- Referring expression data:
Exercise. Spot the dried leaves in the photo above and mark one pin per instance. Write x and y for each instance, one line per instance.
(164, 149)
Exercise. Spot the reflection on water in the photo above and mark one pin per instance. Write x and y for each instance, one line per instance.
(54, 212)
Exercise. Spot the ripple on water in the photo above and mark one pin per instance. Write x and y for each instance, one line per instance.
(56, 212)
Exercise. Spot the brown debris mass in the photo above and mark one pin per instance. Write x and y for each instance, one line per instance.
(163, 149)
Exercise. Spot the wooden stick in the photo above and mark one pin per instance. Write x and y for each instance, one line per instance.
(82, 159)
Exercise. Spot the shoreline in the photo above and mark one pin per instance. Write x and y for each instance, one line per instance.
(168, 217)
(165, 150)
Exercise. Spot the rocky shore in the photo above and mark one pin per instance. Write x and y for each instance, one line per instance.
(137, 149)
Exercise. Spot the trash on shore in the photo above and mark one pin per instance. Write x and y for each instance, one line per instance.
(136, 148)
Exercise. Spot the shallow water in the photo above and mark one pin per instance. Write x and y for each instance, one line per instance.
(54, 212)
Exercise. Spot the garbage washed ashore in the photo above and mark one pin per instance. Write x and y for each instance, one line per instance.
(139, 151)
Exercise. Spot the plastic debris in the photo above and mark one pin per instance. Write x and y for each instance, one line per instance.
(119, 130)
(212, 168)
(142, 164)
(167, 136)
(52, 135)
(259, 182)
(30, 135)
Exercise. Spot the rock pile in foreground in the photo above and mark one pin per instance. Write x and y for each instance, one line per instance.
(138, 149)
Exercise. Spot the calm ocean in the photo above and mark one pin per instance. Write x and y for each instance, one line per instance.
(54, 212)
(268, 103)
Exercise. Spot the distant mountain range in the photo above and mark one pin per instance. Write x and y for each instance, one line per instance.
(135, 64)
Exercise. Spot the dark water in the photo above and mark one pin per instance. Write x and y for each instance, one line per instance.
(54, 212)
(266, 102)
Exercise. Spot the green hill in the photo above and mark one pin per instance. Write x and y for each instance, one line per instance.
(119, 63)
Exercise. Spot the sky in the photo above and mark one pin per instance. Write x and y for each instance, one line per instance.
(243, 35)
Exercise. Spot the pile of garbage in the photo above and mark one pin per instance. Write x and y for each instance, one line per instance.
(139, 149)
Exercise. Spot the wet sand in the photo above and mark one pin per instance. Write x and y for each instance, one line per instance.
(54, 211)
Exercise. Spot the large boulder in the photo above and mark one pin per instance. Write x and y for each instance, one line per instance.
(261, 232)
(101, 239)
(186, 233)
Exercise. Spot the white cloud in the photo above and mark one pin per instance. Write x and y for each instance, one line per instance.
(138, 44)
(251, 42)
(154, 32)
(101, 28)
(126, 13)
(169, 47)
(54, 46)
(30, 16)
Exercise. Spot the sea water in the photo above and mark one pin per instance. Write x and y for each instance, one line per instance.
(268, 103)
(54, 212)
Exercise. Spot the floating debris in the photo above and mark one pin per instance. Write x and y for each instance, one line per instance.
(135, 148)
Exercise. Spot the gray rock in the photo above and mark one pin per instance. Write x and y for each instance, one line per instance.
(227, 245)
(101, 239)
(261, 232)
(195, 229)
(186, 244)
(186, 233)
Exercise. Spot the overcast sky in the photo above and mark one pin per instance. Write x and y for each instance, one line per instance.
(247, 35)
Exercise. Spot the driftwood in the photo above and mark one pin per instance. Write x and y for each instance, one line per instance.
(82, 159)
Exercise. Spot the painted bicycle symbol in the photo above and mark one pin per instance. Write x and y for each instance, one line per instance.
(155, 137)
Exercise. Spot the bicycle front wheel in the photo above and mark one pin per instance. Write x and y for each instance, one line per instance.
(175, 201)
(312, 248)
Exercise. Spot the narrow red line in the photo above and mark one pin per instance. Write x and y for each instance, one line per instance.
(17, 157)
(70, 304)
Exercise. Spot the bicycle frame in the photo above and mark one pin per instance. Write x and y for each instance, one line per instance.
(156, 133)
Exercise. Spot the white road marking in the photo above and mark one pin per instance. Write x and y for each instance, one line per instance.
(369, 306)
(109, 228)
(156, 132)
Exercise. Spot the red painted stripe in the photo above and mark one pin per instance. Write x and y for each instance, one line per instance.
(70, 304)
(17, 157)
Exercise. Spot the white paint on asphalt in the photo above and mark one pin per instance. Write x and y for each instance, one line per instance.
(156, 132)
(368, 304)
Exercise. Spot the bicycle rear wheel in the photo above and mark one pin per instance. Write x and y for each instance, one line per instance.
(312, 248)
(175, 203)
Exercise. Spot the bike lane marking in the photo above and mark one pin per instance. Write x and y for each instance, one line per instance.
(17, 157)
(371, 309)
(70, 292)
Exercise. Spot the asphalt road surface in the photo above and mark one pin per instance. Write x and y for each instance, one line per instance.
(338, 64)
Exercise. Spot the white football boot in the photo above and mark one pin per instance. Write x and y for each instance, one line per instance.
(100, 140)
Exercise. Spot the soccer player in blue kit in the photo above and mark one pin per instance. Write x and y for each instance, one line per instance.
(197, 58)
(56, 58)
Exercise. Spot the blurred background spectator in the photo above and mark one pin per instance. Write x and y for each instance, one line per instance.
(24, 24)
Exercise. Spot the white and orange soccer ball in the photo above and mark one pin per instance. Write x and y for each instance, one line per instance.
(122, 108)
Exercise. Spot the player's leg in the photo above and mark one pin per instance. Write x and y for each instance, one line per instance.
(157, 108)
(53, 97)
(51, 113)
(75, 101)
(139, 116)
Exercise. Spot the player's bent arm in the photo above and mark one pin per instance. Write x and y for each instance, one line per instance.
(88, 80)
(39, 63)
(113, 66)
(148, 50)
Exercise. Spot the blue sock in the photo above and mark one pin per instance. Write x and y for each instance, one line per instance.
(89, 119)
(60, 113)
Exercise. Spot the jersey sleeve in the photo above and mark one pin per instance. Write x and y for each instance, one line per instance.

- Task prompt: Output nothing but the lines from the one that contains "Exercise. Spot the white and" through the final line of the entries above, exactly as they appear.

- Written solution:
Exercise. Spot the white and orange soccer ball in the photo above and mark one pin per instance. Write x and y for each instance, one line per instance.
(122, 108)
Exercise. Spot the player's leg in the photo above and mark one pin per instance. Write x and y for each instance, one line per instance.
(157, 108)
(53, 97)
(51, 113)
(75, 101)
(139, 116)
Exercise. Spot the player's bent arm in the photo above and mark one pin per instance. Write x and y for each instance, one line per instance.
(88, 80)
(39, 63)
(113, 66)
(148, 50)
Exercise. Spot the blue sock in the photo above and mark one pin per instance. Write x and y for each instance, one line per instance.
(89, 119)
(60, 113)
Exercise. Spot the jersey sleeve in the photo above and mark one pin per instance. Write x and y for each instance, one line per instance.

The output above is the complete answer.